**PASSAGE:**

Dont let the bright colours put you off. if they are not your thing, then there is a choice some twin coloured or single coloured. These bright materials are superlight synthetic uppers that seem to drain water out of themselves a treat and dont soak it up. The mud soon covers any visual disturbance and the great fit and feel of the shoes soon washes away any colour issues you may have had
The upside of the super draining materials is that even on a 6 hour run recently, the shoes remained really light feeling and comfortable for the day despite geting soaked through within the first 10 minutes of starting out – I crossed a bog on the way up towards Moel Hebog on a scouting trip along part of the Paddy Buckley Round from Aberglaslyn back to Llanberis.
Time after time, bog after bog the shoes shake off the wet and don’t stretch, so once the laces are adjusted in the first place they don’t need fiddling with to adjust the fit on the shoe as the stretch is totally minimal.
The laces themsleves do take a bit of geting used to – they are fairly old style lace eyelets and require a bit of work to adjust, but once sorted at the start they keep the shoe firmly on the foot and with a reliable pressure..The thin tongue on the shoe obviously saves some weight and despite being skeptical of the lack of padding I m always surprised at the comfort levels of the shoe.
The non stretch uppers also mean that the shoes remain feeling fast , precise and stable all day – The last few weeks have seen a good number of forays onto the hills that re-confirm this, and the XT4’s don’t rol on the ball of the foot when traversing sloping ground.

**PROBLEMS:**
**A)** In the shoe review, rewrite the part starting with "The laces themsleves" and going on through "of the shoe.", putting "cushioning" wherever "padding" appears.
**B)** Scale the rows starting with the line with "Each instance of the black" and going on through the line with "[[[163,121],[162,173],[169,191],[254,190],[260,124],[255,118]]]". Give every line of that stretch again, and multiply each coordinate in the outline answers by 1.55, rounding to whole numbers with halves going up.

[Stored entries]
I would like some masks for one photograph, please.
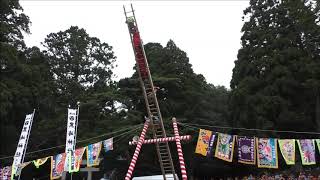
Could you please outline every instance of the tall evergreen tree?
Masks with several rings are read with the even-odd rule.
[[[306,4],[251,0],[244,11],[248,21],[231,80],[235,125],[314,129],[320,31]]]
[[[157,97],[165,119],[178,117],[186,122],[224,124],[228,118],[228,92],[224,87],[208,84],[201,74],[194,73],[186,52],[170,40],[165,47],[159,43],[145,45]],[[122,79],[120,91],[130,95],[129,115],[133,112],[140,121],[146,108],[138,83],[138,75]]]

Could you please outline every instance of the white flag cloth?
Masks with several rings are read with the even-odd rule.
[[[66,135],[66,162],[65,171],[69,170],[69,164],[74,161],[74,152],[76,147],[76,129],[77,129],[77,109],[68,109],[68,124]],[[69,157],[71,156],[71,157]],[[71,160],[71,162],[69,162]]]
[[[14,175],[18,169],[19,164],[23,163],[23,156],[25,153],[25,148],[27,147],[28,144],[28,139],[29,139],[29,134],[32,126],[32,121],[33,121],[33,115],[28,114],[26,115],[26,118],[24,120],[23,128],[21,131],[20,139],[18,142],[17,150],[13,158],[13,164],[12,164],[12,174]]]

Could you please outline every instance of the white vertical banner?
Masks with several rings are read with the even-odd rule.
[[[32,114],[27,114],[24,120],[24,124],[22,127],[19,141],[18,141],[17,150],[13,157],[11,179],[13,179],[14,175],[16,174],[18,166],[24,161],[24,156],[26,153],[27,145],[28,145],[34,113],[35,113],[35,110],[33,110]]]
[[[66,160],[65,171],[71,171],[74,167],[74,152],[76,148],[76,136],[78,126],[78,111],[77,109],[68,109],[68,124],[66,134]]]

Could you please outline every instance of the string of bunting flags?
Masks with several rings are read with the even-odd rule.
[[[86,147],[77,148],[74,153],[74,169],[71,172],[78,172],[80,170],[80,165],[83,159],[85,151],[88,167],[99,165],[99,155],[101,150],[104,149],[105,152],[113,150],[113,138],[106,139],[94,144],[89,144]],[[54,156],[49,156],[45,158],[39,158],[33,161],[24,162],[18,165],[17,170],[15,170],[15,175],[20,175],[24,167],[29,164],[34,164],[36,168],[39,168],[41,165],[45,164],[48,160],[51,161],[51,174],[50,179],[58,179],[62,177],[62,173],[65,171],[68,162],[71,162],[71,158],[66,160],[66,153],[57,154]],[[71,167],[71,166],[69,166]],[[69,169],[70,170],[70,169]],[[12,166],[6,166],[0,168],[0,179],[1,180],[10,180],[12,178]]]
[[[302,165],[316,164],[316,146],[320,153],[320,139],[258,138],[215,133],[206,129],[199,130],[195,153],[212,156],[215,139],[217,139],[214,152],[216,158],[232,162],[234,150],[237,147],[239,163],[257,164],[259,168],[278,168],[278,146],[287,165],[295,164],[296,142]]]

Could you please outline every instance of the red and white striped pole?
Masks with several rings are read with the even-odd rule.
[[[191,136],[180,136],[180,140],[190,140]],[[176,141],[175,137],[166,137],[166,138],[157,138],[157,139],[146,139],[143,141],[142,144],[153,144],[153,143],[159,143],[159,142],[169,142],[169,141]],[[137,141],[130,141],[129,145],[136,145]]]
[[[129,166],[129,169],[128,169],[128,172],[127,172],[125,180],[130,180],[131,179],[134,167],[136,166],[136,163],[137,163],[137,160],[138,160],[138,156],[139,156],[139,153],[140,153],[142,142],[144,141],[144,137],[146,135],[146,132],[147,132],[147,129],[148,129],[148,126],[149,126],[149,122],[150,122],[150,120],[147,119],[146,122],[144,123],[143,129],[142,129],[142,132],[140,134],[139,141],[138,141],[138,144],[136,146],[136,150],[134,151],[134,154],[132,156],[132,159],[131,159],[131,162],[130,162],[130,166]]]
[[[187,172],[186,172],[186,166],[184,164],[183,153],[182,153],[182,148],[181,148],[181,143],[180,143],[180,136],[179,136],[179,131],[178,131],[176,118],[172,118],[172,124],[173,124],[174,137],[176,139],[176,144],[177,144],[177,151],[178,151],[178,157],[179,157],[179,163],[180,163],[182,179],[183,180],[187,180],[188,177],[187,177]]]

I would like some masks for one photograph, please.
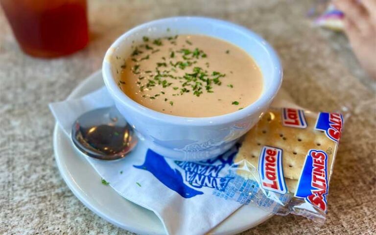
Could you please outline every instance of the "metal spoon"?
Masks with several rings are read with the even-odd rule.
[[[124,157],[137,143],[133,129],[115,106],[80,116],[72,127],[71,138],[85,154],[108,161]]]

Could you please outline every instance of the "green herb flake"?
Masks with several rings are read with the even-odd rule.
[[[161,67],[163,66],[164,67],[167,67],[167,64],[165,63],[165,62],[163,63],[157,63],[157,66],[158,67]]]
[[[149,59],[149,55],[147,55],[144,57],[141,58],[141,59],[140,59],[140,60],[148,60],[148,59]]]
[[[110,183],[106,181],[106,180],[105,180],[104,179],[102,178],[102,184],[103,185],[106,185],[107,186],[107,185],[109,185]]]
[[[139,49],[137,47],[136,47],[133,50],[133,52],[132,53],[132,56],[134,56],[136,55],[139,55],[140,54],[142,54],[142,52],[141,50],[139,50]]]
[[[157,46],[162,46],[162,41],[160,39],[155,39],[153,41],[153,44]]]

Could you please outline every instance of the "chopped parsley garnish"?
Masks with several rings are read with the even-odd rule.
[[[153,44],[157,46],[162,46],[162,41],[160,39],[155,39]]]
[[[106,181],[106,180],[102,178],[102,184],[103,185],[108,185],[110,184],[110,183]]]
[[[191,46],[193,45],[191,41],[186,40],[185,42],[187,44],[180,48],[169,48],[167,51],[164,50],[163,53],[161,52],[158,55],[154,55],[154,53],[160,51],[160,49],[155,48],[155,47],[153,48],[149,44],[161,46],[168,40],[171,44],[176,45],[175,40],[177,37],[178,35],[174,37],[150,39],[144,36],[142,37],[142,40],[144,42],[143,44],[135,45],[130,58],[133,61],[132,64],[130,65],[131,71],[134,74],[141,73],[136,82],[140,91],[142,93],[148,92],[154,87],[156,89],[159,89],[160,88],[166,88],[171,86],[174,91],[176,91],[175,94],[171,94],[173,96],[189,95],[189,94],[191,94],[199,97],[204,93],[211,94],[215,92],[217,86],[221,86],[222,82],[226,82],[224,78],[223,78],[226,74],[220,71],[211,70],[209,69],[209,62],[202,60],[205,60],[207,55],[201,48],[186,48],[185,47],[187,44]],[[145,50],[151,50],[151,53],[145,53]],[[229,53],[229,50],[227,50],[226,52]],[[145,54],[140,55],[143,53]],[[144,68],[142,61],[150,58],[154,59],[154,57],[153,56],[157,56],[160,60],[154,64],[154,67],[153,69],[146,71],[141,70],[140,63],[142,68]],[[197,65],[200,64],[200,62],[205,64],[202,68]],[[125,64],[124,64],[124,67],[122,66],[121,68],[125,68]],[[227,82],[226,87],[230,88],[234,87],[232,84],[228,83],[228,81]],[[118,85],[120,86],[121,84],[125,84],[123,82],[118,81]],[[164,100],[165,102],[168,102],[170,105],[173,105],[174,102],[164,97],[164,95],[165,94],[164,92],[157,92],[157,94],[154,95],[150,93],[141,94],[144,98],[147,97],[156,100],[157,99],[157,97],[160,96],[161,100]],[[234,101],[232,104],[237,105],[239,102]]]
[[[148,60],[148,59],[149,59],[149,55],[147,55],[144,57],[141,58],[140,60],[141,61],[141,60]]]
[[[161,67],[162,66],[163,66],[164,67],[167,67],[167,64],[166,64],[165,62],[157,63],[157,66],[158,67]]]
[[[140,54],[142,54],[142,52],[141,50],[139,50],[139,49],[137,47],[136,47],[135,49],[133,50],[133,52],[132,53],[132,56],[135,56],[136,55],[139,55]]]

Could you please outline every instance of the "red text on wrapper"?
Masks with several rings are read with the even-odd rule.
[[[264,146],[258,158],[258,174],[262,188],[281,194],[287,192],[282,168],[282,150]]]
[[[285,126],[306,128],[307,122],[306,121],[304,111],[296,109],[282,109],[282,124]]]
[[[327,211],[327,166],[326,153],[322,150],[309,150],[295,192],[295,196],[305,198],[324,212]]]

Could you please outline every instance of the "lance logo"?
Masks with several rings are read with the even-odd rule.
---
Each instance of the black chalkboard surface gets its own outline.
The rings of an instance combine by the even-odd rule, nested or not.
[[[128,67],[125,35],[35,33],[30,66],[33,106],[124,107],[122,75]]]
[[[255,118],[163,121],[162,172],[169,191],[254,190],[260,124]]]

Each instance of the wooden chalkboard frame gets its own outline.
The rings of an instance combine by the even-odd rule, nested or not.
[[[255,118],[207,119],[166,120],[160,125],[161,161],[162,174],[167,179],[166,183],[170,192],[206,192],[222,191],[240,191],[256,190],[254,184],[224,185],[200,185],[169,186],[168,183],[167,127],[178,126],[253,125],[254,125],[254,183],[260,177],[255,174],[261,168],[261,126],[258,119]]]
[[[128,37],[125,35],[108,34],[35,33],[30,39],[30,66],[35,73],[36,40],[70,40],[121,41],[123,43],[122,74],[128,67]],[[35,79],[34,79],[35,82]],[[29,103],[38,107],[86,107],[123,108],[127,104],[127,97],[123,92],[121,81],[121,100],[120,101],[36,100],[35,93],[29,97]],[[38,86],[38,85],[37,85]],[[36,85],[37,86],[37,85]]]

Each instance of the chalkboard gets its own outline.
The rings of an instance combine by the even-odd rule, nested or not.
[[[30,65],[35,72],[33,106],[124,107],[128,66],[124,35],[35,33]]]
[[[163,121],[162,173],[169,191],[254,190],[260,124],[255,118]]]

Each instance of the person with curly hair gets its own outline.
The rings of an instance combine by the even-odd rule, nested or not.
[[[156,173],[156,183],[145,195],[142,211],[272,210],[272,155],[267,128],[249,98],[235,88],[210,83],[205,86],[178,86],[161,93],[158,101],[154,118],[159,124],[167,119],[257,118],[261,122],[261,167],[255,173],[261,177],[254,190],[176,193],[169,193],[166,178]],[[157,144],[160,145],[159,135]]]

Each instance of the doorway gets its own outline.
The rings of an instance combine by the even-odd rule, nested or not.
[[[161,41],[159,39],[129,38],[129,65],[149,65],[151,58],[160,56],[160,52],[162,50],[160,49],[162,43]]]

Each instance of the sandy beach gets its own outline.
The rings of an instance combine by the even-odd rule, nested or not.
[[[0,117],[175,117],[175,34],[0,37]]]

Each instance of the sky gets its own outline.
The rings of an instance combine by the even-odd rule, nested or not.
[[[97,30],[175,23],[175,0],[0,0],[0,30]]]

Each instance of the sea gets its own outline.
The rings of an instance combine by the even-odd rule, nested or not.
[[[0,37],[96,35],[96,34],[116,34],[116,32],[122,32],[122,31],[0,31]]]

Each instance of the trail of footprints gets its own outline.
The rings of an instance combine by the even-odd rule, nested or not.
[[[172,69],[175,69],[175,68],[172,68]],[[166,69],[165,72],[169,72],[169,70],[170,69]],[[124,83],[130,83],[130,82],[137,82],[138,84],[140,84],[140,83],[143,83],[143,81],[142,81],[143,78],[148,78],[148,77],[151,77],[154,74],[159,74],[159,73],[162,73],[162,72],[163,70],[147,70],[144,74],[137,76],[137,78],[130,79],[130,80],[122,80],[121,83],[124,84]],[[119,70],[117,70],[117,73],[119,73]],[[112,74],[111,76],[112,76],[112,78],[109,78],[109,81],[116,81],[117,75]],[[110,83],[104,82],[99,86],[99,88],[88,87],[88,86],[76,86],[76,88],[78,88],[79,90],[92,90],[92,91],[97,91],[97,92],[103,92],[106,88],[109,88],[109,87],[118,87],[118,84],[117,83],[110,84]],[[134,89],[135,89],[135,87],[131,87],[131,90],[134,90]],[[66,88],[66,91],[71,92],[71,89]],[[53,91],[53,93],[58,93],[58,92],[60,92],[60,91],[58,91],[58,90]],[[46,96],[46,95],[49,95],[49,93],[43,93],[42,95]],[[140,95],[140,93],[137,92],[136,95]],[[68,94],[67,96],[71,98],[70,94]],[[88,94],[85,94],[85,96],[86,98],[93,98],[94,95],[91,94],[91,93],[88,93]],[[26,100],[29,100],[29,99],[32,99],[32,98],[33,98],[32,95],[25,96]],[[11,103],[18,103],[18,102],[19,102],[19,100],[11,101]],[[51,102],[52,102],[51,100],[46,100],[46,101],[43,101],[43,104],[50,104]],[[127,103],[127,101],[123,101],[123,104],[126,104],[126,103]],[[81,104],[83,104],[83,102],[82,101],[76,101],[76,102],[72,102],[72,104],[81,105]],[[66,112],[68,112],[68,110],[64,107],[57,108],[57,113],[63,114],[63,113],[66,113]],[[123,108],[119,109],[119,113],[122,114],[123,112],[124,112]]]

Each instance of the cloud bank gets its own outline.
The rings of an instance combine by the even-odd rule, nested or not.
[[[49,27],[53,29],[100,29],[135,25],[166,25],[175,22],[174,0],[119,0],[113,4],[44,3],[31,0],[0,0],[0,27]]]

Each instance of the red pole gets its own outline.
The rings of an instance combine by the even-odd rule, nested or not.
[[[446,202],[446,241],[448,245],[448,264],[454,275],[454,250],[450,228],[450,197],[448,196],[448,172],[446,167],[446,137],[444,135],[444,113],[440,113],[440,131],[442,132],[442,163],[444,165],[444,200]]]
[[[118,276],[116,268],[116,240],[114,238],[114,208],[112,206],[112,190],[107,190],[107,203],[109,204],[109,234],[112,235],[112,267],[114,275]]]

**SOLVED PROBLEMS:**
**A)**
The laces themsleves do take a bit of geting used to – they are fairly old style lace eyelets and require a bit of work to adjust, but once sorted at the start they keep the shoe firmly on the foot and with a reliable pressure..The thin tongue on the shoe obviously saves some weight and despite being skeptical of the lack of cushioning I m always surprised at the comfort levels of the shoe.

**B)**
Each instance of the black chalkboard surface gets its own outline.
The rings of an instance combine by the even-odd rule, nested or not.
[[[198,104],[194,54],[54,51],[47,102],[51,164],[192,166],[189,116]]]
[[[395,183],[253,188],[251,267],[262,296],[394,295],[403,192]]]

Each instance of the wooden chalkboard frame gets its own outline.
The rings of an instance combine by the even-odd rule, nested or not.
[[[395,183],[321,184],[257,186],[248,194],[250,250],[251,270],[259,277],[257,284],[264,298],[319,298],[344,296],[372,296],[397,295],[394,285],[347,287],[310,287],[262,288],[260,284],[259,197],[276,195],[392,194],[394,194],[394,284],[403,274],[395,270],[405,260],[405,195],[400,184]]]
[[[198,57],[194,54],[167,53],[54,51],[47,60],[47,102],[54,113],[56,62],[109,62],[188,64],[191,67],[189,115],[198,104]],[[54,122],[53,122],[54,127]],[[45,160],[59,166],[133,166],[191,167],[197,161],[197,150],[191,143],[188,126],[188,155],[186,157],[56,155],[54,144],[45,150]],[[59,133],[59,132],[57,132]],[[56,132],[57,133],[57,132]]]

Each instance of the chalkboard gets its own outline.
The rings of an instance combine by the even-odd rule, nested or not.
[[[47,101],[54,112],[51,164],[192,166],[198,102],[192,54],[54,51]]]
[[[253,188],[251,268],[262,296],[394,295],[403,192],[395,183]]]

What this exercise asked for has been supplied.